▶ **Do this**:
Rewrite the records starting at the line containing "Would you be willing to put a dot on the flat" and ending with the last line, changing "dot" to "marker" and leaving everything else the same.

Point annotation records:
★ ★ ★ ★ ★
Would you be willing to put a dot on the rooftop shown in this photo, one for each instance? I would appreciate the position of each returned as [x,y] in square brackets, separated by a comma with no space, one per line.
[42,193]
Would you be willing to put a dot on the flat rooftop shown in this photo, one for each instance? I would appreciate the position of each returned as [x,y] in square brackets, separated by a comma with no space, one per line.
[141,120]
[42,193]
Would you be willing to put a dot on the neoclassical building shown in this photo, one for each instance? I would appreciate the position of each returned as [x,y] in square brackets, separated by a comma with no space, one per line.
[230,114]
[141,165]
★ ★ ★ ★ ★
▶ **Output for this exercise**:
Would you be willing to put a marker on the flat rooftop shown in this photo, one for each instance? I would appreciate the position of each returned as [x,y] in square brackets, separated by a comma with no space, one per line.
[141,120]
[42,193]
Would you be willing to put a marker on the neoclassical building shown in this photo, one for each instance? I would appreciate the position of each returned as [x,y] in square brackets, separated by a comma with no space, one per line.
[230,114]
[141,165]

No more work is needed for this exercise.